Point-per-instance localization data:
== == ==
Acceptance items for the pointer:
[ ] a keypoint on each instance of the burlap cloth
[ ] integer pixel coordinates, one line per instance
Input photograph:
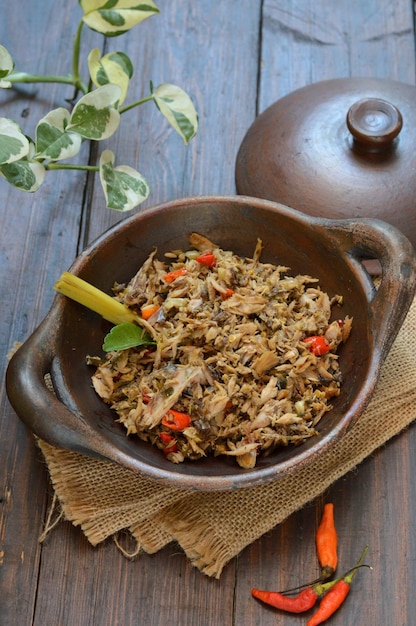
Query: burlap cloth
(213, 527)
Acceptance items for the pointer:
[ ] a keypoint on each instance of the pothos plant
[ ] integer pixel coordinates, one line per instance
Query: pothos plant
(95, 115)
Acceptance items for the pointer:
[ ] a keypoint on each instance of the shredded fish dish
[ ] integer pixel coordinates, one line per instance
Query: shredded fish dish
(244, 358)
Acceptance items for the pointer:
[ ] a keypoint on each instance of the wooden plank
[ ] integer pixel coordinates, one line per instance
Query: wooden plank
(304, 42)
(201, 48)
(211, 51)
(307, 41)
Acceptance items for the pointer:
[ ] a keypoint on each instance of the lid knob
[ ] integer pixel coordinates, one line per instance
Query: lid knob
(374, 122)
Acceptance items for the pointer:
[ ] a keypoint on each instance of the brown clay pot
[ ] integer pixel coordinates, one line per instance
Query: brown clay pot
(74, 417)
(341, 148)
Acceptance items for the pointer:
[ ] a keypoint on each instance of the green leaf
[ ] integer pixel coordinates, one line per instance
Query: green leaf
(115, 17)
(127, 335)
(94, 116)
(115, 68)
(6, 66)
(124, 188)
(52, 140)
(25, 175)
(14, 145)
(175, 104)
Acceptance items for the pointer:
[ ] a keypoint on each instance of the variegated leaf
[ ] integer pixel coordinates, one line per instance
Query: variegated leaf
(94, 116)
(52, 140)
(25, 175)
(6, 66)
(115, 17)
(115, 68)
(124, 188)
(14, 145)
(175, 104)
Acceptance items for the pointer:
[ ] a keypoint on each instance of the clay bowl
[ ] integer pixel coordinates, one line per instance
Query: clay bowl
(332, 250)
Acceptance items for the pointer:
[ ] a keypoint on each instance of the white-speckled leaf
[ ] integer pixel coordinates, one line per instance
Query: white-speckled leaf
(25, 175)
(115, 17)
(94, 115)
(115, 68)
(6, 66)
(14, 145)
(175, 104)
(124, 188)
(52, 140)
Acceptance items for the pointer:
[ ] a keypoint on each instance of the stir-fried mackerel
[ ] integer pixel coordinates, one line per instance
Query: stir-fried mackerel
(230, 354)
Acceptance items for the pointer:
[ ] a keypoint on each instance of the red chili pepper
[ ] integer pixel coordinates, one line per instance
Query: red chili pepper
(335, 596)
(207, 259)
(318, 344)
(148, 310)
(169, 441)
(300, 603)
(175, 420)
(174, 274)
(326, 539)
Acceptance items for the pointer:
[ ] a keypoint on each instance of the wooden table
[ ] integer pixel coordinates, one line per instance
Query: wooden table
(235, 58)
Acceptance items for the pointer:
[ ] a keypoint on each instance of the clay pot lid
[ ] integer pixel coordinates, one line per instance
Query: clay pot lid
(341, 148)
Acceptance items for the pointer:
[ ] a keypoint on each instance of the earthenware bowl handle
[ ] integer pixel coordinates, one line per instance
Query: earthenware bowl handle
(33, 397)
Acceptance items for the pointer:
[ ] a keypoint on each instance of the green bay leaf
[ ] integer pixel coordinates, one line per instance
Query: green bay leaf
(124, 336)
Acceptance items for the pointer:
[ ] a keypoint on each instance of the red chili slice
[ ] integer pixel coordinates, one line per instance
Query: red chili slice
(318, 344)
(207, 259)
(175, 420)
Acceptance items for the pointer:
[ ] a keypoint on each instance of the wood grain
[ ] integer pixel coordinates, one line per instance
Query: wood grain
(235, 59)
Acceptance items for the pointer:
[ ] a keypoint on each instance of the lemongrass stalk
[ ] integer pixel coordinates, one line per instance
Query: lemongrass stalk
(98, 301)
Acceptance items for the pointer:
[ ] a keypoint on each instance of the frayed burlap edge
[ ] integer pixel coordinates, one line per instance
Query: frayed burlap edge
(213, 527)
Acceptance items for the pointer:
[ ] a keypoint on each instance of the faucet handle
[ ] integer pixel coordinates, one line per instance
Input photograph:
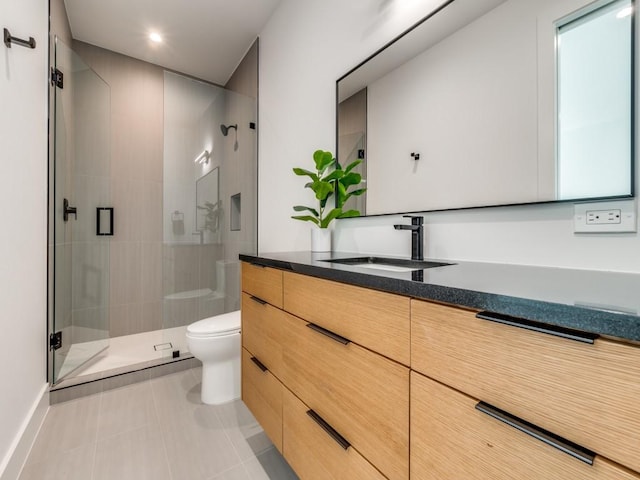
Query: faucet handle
(415, 219)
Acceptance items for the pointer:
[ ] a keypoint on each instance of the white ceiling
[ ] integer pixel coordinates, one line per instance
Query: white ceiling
(203, 38)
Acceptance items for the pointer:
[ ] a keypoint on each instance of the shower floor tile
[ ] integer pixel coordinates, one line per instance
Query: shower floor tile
(122, 351)
(153, 429)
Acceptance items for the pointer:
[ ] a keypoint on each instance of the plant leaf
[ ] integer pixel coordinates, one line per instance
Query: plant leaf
(349, 214)
(322, 189)
(358, 192)
(302, 171)
(336, 174)
(324, 223)
(302, 208)
(306, 218)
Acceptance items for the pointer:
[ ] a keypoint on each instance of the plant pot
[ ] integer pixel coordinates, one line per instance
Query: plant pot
(320, 240)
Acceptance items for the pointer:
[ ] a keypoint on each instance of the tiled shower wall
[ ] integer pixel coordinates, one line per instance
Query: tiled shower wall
(143, 269)
(136, 188)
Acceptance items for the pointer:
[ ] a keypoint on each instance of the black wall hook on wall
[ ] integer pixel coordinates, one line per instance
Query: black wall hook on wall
(8, 40)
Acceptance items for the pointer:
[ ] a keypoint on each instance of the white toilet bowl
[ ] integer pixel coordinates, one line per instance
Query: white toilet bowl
(215, 341)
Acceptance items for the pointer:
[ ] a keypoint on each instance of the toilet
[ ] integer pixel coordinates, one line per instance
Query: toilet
(215, 341)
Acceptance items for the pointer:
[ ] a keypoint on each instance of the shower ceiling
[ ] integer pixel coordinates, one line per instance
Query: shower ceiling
(203, 38)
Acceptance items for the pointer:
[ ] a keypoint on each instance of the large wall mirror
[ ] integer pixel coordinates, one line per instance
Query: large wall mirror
(494, 102)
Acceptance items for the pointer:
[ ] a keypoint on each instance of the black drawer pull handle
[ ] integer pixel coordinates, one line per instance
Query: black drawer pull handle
(340, 440)
(329, 333)
(538, 433)
(258, 300)
(539, 327)
(259, 364)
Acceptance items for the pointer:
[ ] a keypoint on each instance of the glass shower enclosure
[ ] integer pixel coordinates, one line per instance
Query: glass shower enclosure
(81, 217)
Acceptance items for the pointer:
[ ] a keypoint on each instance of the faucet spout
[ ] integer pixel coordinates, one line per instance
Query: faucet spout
(417, 235)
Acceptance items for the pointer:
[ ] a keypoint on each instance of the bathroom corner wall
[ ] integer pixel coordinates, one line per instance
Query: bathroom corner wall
(23, 253)
(136, 188)
(240, 169)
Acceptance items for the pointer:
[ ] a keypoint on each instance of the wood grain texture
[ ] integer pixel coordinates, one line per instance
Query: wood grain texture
(262, 332)
(262, 393)
(589, 394)
(451, 440)
(262, 282)
(376, 320)
(361, 394)
(313, 454)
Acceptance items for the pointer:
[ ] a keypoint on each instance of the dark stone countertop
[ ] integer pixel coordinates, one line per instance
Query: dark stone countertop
(605, 303)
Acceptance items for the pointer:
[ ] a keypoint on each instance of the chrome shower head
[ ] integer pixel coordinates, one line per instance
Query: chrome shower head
(225, 128)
== == ==
- **EXERCISE REQUIREMENTS**:
Set down every record exactly, without the pictures.

- **ANSWER**:
Acceptance items for the pointer:
[ ] a keypoint on each instance of the burlap cloth
[ ] integer pixel coordinates, one line per instance
Input photograph:
Query: burlap cloth
(213, 527)
Acceptance items for the pointer:
[ ] a keypoint on each instance of the pothos plant
[ ] integer pixel coordinates, one line per instance
Query: pothos plant
(95, 115)
Acceptance items for the pointer:
[ ] a keypoint on each instance of the shredded fish dish
[ ] integer pixel coordinates, one line per instance
Query: shredded fish dish
(244, 358)
Acceptance items for the pointer:
[ ] a keypoint on each instance of the wooden plank
[ ] integer pixel coordinates, one line per instance
Query: wooden plank
(304, 42)
(201, 48)
(211, 51)
(307, 41)
Acceptance items for the pointer:
[ ] a keypoint on each instance of the lid knob
[ ] integer pixel coordinates, one line per instance
Query: lid knob
(374, 122)
Acceptance items for the pointer:
[ ] a keypoint on each instance of the brown clay pot
[ ] integer pixel coordinates, one line per instance
Query: brown clay pot
(74, 417)
(341, 148)
Acceptance items for the pointer:
[ ] a keypoint on each instance of the green leaf
[ ] integer pixel coordinates, one line per instance
Query: green leaf
(115, 17)
(127, 335)
(94, 116)
(115, 68)
(6, 66)
(124, 188)
(52, 140)
(25, 175)
(14, 145)
(175, 104)
Acceptance items for the pointer:
[ ] a keypoint on each instance of the variegated leaf
[ ] integer pixel coordinates, one line per instance
Query: variegated leaf
(94, 116)
(52, 140)
(25, 175)
(6, 66)
(115, 17)
(115, 68)
(124, 188)
(14, 145)
(175, 104)
Acceptance items for the pointer:
[ ] a keypoint on each instance of the clay bowl
[ ] integer pixel coordinates, one line per instance
Query: clay bowl
(332, 250)
Acceptance items for the pointer:
[ ] a keypoint on each instance of the white-speckled leaf
[ ] integer pixel coordinates, one line per instance
Query: white-speckled leaf
(25, 175)
(115, 17)
(94, 115)
(115, 68)
(6, 66)
(14, 145)
(175, 104)
(124, 188)
(52, 140)
Acceptance items for the pointer:
[ ] a keypoint on each instance of the stir-fried mackerel
[ ] integer pixel coordinates, one line per instance
Query: stir-fried mackerel
(230, 354)
Acceptance items for the pointer:
[ ] a keypoint on each instance of the red chili pepper
[ ] integer pixel coordinates, one line per instance
Query: red chili pepper
(335, 596)
(207, 259)
(318, 344)
(148, 310)
(169, 441)
(300, 603)
(175, 420)
(174, 274)
(326, 539)
Acceptance items for the pointer:
[ ] a keypoint on each instance of the wooden table
[ ] integer pixel coordinates, one line per instance
Query: wooden table
(235, 58)
Acceptance items for the pointer:
[ ] a keypoint on each instance of the clay pot lid
[ ] integer pixel coordinates, one line per instance
Query: clay pot lid
(341, 148)
Acceptance items for the pointer:
[ ] a keypoint on each instance of the earthenware bowl handle
[ ] integer pixel coordinates, one line per instance
Query: earthenware bowl handle
(33, 397)
Acceptance items for the pointer:
[ ] a keypoint on each instance of the green bay leaf
[ ] integer pixel coordinates, one line per instance
Query: green bay leaf
(124, 336)
Acceptance items for the pointer:
[ ] a keypoint on each instance of the red chili slice
[ ] integer pixel coordinates, one line per instance
Query: red chili slice
(318, 344)
(207, 259)
(175, 420)
Acceptance items for the pointer:
[ ] a keypoint on each instance of the wood grain
[ ] integer pixel coordinates, one line per instance
Query: wood grain
(235, 59)
Acceptance items for the pointer:
[ ] a keypoint on each instance of the lemongrass stalk
[ ] integer pixel coordinates, one line per instance
Query: lemongrass stalk
(98, 301)
Acceptance items for the pointer:
[ ] a keypoint on each instance of the frayed burlap edge
[ ] integer pixel coordinates, one line per instance
Query: frayed burlap edge
(213, 527)
Acceptance items for the pointer:
[ ] a keypoint on each instance of the faucet handle
[ ] integer pixel coordinates, one line per instance
Input photograph:
Query: faucet handle
(415, 219)
Acceptance items for the pointer:
[ ] a keypoint on each instance of the white ceiling
[ ] integer pixel coordinates, one line per instance
Query: white ceiling
(203, 38)
Acceptance items for the pointer:
[ ] a keypoint on each instance of the shower floor tile
[ ] integer pixel coordinates, one line per instance
Query: shower floor tile
(122, 351)
(153, 429)
Acceptance items for the pointer:
[ ] a keypoint on each instance of the plant leaf
[ ] integer pixel coordinates, one line per instance
Query: plant leaf
(349, 214)
(322, 189)
(358, 192)
(302, 171)
(336, 174)
(324, 223)
(302, 208)
(306, 218)
Acceptance items for the pointer:
[ ] a keypoint on each instance of the plant pot
[ ] integer pixel coordinates, one line per instance
Query: plant pot
(320, 240)
Acceptance items for the pointer:
[ ] a keypoint on each instance of the tiled shower wall
[ ] integer pixel coordinates, one line per instance
Query: tiled shower wall
(143, 269)
(136, 188)
Acceptance items for the pointer:
[ ] a keypoint on each instance of the black wall hook on wall
[ ] integer pixel coordinates, one line per instance
Query: black wall hook on wall
(8, 40)
Acceptance items for the pointer:
[ ] a keypoint on each instance of the white toilet bowl
[ ] integer pixel coordinates, one line per instance
Query: white toilet bowl
(215, 341)
Acceptance items for the pointer:
[ ] a keypoint on each instance of the toilet
[ ] integer pixel coordinates, one line per instance
Query: toilet
(215, 341)
Acceptance items for the pointer:
[ ] a keypoint on each instance of the shower ceiling
[ ] integer pixel coordinates, one line per instance
Query: shower ceiling
(203, 38)
Acceptance items for the pointer:
[ ] a keypoint on each instance of the large wall mirror
[ ] integer pixel coordinates, one line per instance
Query: large wall mirror
(494, 102)
Acceptance items for the pointer:
[ ] a keypoint on each instance of the black drawer pull handle
[ ] integer pixel coordinates, one line per instance
Query: black drawer pull handle
(340, 440)
(329, 333)
(538, 433)
(258, 300)
(539, 327)
(259, 364)
Acceptance items for the pointer:
[ ] a keypoint on each instance of the glass shower enclosure
[ ] integer pixel coordinates, one line per instance
Query: glass shower enclosure
(81, 217)
Acceptance items for the pointer:
[ ] a keypoint on each instance of the faucet spout
[ ] integer pixel coordinates, one line per instance
Query: faucet spout
(417, 235)
Acceptance items for the pointer:
[ ] a keypoint on each instance of the bathroom corner wall
[ ] integer pixel coordinates, one line per instance
Query: bathroom corner wall
(23, 253)
(136, 188)
(240, 169)
Acceptance items for the pointer:
[ ] a keypoint on each instance of the wood grain texture
[ ] integer pixel coordinates, one line per instance
Query: wood grain texture
(262, 332)
(262, 393)
(589, 394)
(451, 440)
(262, 282)
(376, 320)
(361, 394)
(313, 454)
Acceptance items for the pointer:
[ ] a keypoint on each instance of the dark stone countertop
[ ] integer pixel coordinates, one line per instance
Query: dark stone countertop
(605, 303)
Acceptance items for the pointer:
[ ] a keypoint on each instance of the chrome shower head
[ ] integer pixel coordinates, one line per instance
Query: chrome shower head
(225, 128)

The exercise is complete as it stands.